Un “no” dovuto ad alcuni precedenti della persona: si tratterebbe, in particolare, di episodi e fatti commessi quando l’interessato era solo un ragazzo, in ogni caso non legati all’uso dell’arma.
Da tanto scaturirebbe, per l’amministrazione, l’inaffidabilità del richiedente.

Ora, al verificarsi di una situazione di questo tipo, sul rigetto si può presentare il ricorso in quanto le vicende del passato, ritenute pregiudizievoli, in realtà non bastano per sostenere le ragioni del diniego, trattandosi di fatti per altro non legati all’uso delle armi in modo specifico.
Come in altri casi analoghi, la conferma di questo principio proviene dal Tar Milano, il cui Collegio si è pronunciato con la sentenza n. 1028 del 20.03.2019 e pubblicata l’08.05.2019.

La questione pratica racchiude alcune regole, sempre utili da tenere a mente.

 

Indice:

- Quando il provvedimento amministrativo è ricorribile?

 

- Quando le violazioni del passato non hanno significato per la licenza?

 

- Cosa deve fare la Questura prima di rigettare la domanda di rilascio?

» **Compito richiesto**
Scrivi il seguito del brano sul rigetto della licenza per le armi, cominciando subito dopo l'ultima riga riportata.

» **Registrazioni**
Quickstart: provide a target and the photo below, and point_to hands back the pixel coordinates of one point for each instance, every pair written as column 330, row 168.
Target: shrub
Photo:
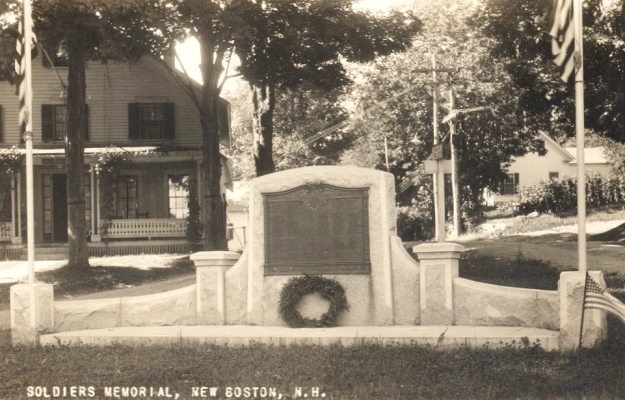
column 416, row 221
column 561, row 196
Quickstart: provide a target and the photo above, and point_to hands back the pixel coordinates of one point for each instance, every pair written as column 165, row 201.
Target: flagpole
column 28, row 139
column 579, row 134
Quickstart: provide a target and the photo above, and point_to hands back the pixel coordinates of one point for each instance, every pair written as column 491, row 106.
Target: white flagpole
column 579, row 132
column 28, row 138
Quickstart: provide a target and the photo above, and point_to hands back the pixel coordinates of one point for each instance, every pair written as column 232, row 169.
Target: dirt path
column 557, row 249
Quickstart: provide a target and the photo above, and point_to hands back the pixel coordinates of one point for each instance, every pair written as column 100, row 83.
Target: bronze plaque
column 317, row 229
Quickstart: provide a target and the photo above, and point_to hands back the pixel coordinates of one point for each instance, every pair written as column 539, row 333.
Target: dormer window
column 58, row 58
column 541, row 148
column 151, row 121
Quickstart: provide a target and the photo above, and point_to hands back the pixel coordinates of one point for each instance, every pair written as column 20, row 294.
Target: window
column 541, row 148
column 54, row 122
column 58, row 57
column 126, row 196
column 178, row 193
column 151, row 121
column 510, row 185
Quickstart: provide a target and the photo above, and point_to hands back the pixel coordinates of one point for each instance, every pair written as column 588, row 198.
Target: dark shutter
column 134, row 121
column 47, row 122
column 223, row 117
column 86, row 132
column 169, row 121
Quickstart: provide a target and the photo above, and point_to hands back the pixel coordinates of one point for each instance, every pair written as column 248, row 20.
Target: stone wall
column 477, row 303
column 175, row 307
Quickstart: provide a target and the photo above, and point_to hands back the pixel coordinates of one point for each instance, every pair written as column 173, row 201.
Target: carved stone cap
column 438, row 250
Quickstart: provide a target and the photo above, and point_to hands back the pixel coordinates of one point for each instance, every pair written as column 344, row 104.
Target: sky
column 189, row 51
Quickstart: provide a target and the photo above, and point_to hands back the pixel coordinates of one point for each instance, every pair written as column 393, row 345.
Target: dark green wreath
column 298, row 287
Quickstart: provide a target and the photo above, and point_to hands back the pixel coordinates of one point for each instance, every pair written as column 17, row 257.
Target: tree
column 485, row 140
column 83, row 31
column 305, row 42
column 522, row 44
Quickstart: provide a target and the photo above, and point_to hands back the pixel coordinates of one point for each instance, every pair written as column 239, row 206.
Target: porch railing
column 141, row 228
column 5, row 231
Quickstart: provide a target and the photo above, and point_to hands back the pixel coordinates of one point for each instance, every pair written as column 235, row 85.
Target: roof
column 592, row 155
column 558, row 148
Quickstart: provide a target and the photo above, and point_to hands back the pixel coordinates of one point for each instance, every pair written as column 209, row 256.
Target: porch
column 142, row 209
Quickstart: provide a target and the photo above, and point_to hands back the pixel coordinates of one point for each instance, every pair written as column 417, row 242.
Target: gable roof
column 592, row 155
column 567, row 156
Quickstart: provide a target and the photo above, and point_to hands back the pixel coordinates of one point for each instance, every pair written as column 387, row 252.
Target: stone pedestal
column 571, row 294
column 438, row 263
column 211, row 267
column 32, row 312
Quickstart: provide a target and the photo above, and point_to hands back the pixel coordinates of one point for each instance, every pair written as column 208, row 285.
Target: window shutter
column 86, row 132
column 47, row 122
column 134, row 121
column 169, row 121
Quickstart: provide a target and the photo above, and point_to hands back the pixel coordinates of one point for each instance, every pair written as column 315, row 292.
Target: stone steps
column 242, row 335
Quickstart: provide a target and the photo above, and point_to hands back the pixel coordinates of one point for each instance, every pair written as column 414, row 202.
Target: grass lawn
column 356, row 372
column 549, row 221
column 107, row 273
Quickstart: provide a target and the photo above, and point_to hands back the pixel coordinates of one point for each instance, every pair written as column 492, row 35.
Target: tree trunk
column 74, row 160
column 264, row 100
column 213, row 203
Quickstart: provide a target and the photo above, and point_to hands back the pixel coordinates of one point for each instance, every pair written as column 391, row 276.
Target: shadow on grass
column 97, row 279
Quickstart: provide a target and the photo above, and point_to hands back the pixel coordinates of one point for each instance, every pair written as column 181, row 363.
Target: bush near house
column 560, row 196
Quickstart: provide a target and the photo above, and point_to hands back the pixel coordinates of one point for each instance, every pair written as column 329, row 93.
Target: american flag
column 562, row 32
column 24, row 89
column 597, row 296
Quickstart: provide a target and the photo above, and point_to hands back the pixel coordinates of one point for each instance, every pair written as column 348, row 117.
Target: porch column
column 200, row 192
column 13, row 208
column 19, row 207
column 95, row 205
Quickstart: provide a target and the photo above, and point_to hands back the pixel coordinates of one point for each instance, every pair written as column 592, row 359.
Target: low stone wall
column 175, row 307
column 482, row 304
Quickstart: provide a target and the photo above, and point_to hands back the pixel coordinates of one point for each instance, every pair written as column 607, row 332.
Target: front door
column 54, row 207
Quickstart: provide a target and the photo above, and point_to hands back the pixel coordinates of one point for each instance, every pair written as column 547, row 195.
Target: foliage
column 485, row 140
column 194, row 224
column 306, row 42
column 522, row 44
column 560, row 196
column 298, row 287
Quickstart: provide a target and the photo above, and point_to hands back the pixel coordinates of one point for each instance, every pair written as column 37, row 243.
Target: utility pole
column 438, row 175
column 451, row 119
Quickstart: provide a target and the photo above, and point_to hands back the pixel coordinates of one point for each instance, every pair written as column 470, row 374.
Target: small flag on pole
column 20, row 68
column 597, row 296
column 562, row 32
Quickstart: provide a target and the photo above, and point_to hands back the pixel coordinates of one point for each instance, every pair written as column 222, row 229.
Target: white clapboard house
column 136, row 110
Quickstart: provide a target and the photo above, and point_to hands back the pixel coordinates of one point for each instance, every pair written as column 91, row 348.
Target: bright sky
column 189, row 50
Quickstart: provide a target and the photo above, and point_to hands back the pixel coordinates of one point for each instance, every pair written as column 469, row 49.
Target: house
column 550, row 161
column 137, row 116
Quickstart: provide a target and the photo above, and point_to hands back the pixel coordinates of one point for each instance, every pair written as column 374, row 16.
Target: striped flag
column 20, row 66
column 562, row 32
column 598, row 297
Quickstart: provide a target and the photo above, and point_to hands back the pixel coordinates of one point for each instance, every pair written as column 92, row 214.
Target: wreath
column 298, row 287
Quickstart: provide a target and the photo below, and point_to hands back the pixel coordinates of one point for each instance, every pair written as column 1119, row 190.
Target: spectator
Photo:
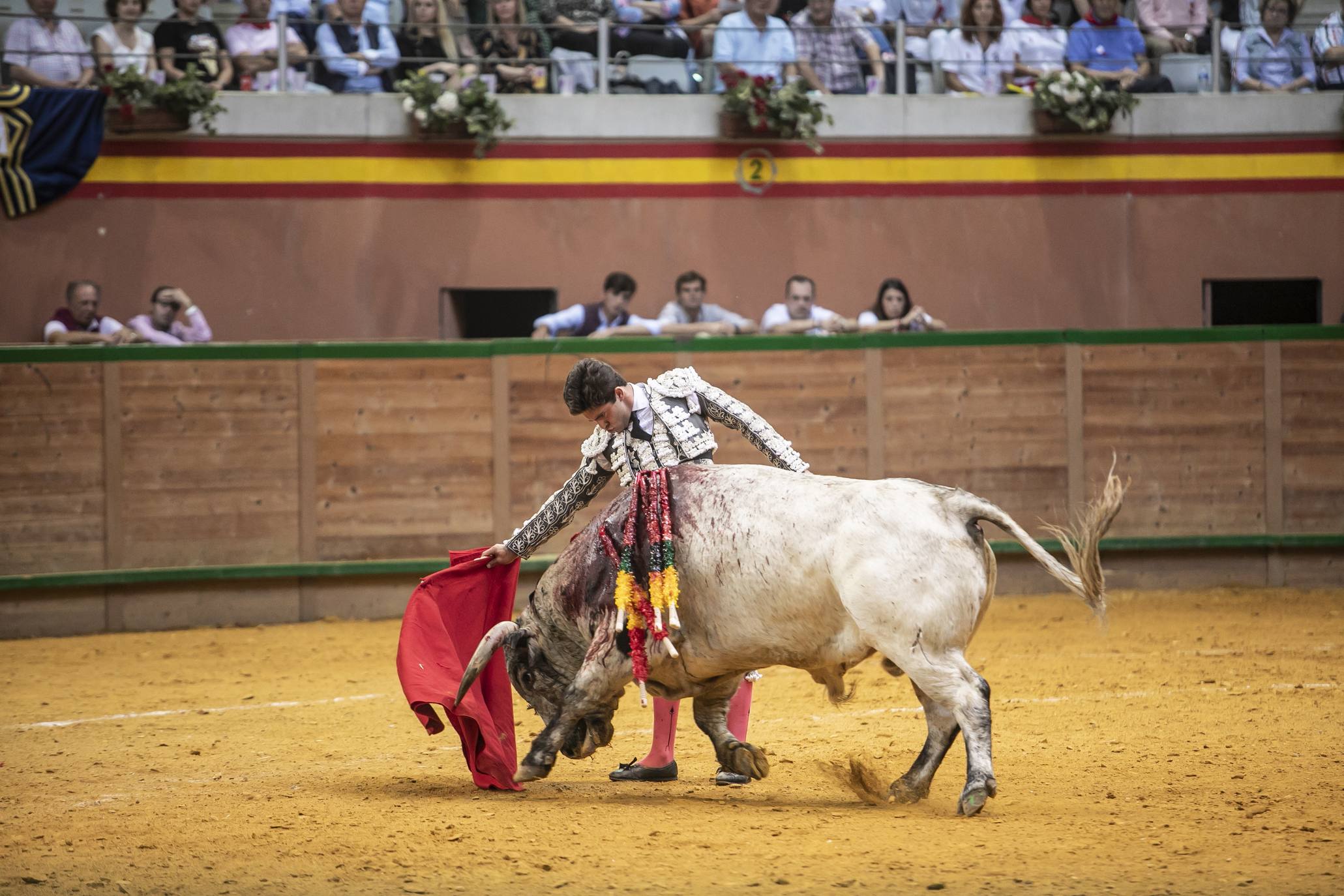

» **Risposta al compito**
- Cosa può fare il Tar sul rigetto della domanda di rilascio?

Il decreto di rigetto è ricorribile quando gli elementi addotti a giustificazione del diniego impugnato non sono significativi per il rilascio della licenza di porto d'armi.

 

- Quando le violazioni del passato non hanno significato per la licenza?

Quando tali elementi hanno poco o scarso significato, poiché le passate infrazioni appaiono del tutto estranee alla materia delle armi e, perciò, nulla possono dire in ordine alla possibilità che l'interessato abusi del titolo di polizia rispetto al requisito della buona condotta.Stessa cosa dicasi per eventuali altri procedimenti penali avviati a seguito di denuncia: qui bisogna verificare se si tratta di semplici denunce mai approdate ad un esito chiaro dal punto di vista dell’accertamento dei fatti, oppure se si tratta di procedimenti che hanno avuto un esito condannatorio.
Nel primo caso, non c’è motivo di attribuire un significato negativo a quelle denunce in quanto si tratta, appunto, di semplici denunce e non di accertamenti definitivi di un fatto ritenuto reato.

- Cosa deve fare la Questura prima di rigettare la domanda di rilascio?

Deve effettuare un accertamento reale dell'incidenza dei fatti elencati sui giudizi di inaffidabilità nell'uso delle armi;
deve interpretare correttamente l’eventuale risposta data dai Carabinieri alla richiesta di informazioni;
deve effettuare ulteriori accertamenti istruttori se ha ancora dubbi sull’affidabilità della persona interessata.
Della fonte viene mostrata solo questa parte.